■ HOW TO COMPLETE THIS TASK ■
Identify all lines in the data containing the string "palm". Copy them out.

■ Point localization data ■
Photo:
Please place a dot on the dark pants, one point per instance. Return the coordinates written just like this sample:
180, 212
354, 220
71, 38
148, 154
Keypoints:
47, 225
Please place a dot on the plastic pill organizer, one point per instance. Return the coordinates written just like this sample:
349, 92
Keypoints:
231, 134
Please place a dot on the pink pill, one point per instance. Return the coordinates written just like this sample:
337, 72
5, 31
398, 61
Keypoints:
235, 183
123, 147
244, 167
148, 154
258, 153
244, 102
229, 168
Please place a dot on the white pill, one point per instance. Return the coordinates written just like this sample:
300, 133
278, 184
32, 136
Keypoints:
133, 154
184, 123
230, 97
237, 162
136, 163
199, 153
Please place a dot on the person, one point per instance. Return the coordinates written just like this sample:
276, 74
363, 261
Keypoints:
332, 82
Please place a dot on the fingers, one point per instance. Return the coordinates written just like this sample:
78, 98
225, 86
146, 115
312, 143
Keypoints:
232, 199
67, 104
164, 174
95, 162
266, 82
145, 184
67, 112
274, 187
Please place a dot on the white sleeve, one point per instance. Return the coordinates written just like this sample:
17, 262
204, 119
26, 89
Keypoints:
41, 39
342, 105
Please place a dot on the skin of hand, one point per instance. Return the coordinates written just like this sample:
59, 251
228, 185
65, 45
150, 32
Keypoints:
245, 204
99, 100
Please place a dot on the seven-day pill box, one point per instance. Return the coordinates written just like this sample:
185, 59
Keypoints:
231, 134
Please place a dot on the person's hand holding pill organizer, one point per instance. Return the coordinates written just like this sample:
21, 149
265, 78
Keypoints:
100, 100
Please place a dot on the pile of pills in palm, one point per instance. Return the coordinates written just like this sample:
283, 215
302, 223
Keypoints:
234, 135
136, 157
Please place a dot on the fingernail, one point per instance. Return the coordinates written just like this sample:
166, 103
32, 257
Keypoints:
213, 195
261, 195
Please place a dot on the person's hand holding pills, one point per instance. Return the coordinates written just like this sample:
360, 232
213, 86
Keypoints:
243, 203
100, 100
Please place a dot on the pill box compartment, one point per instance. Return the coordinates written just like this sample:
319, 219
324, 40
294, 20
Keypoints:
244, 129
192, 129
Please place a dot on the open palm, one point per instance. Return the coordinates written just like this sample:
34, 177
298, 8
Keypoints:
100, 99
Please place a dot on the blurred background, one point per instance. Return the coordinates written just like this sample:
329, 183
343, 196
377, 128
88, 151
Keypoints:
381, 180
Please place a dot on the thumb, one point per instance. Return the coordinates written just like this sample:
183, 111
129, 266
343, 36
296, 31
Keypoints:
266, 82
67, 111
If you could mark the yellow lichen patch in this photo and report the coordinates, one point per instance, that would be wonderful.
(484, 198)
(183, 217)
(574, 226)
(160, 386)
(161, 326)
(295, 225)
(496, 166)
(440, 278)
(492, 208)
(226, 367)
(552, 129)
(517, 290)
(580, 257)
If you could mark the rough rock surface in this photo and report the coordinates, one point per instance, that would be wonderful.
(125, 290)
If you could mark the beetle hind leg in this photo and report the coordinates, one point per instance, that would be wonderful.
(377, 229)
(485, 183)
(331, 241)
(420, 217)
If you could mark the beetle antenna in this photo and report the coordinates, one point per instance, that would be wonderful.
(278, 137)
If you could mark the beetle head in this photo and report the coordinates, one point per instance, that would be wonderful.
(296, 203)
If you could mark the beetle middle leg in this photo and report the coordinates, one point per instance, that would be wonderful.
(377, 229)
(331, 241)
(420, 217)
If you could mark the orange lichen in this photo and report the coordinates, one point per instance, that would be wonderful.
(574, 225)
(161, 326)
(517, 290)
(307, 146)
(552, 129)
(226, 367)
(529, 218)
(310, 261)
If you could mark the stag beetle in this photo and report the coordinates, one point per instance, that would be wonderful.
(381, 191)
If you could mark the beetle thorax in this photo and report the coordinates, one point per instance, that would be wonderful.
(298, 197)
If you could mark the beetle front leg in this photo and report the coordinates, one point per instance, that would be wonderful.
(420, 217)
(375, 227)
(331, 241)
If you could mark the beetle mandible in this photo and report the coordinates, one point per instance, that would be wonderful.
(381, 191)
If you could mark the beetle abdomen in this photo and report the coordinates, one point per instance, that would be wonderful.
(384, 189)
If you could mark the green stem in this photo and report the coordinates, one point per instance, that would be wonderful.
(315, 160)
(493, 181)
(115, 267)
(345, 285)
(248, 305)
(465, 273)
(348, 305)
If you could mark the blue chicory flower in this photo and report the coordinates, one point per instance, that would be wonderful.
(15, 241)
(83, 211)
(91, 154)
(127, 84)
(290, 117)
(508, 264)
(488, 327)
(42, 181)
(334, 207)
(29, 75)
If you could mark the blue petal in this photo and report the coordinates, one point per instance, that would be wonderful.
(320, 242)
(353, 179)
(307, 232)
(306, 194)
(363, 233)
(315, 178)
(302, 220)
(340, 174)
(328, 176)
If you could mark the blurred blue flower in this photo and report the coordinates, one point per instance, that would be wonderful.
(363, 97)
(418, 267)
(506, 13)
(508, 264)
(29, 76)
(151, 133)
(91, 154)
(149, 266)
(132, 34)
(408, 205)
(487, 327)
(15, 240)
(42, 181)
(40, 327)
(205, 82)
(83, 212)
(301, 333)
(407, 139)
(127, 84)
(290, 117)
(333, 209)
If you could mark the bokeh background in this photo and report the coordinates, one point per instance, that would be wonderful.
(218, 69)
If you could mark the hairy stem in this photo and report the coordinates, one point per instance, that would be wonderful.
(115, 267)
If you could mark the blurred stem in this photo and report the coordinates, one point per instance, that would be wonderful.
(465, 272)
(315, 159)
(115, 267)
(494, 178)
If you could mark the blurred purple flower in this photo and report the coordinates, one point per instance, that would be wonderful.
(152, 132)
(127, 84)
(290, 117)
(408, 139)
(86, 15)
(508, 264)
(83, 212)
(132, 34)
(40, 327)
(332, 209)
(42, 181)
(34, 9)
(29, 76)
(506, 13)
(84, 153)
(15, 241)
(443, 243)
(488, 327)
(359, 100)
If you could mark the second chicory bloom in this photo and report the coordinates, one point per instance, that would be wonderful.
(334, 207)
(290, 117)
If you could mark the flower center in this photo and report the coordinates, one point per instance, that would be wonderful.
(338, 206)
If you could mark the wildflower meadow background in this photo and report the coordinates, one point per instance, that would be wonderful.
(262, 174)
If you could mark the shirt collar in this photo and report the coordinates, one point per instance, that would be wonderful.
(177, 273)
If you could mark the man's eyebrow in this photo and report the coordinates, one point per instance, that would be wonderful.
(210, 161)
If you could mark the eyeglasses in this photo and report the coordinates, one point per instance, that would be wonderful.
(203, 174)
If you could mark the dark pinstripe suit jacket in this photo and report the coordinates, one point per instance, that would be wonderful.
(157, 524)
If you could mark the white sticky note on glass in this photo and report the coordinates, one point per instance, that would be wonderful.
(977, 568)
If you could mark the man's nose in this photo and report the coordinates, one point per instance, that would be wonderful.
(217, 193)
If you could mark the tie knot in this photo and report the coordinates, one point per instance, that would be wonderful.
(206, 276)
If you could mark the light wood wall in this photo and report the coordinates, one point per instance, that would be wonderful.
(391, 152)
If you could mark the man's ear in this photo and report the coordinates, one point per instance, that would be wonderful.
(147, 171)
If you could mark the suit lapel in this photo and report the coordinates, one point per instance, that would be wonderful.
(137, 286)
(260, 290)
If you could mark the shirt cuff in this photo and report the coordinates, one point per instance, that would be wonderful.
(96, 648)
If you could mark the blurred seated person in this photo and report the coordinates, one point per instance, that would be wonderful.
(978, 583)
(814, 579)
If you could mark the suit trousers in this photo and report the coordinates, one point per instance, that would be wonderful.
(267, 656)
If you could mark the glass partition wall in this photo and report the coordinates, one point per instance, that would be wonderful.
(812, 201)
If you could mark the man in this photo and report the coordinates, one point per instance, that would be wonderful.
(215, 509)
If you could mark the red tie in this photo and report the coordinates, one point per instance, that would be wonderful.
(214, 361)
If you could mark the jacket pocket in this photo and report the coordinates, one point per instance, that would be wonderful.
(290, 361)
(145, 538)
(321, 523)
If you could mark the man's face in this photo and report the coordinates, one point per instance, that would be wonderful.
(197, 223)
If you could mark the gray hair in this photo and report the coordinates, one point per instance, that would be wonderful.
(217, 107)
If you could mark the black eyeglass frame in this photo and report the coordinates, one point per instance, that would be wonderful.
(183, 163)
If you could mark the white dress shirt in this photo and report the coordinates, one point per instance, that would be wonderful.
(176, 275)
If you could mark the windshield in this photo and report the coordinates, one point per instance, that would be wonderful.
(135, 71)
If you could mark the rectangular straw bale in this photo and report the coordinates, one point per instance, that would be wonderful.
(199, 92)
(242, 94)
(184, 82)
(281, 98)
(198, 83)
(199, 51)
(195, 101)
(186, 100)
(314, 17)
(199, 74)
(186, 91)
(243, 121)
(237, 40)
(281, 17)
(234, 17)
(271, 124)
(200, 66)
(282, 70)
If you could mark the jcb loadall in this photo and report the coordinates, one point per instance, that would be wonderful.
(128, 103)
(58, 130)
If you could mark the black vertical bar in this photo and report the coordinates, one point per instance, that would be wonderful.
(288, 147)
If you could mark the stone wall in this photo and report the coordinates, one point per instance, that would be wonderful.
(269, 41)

■ SOLUTION TO THIS TASK ■
Please place a dot on the pile of pills in palm, one point per instance. Return the coordinates written just like this sample:
Please place a dot on the open palm, one point per instance. Return the coordinates written just like this sample:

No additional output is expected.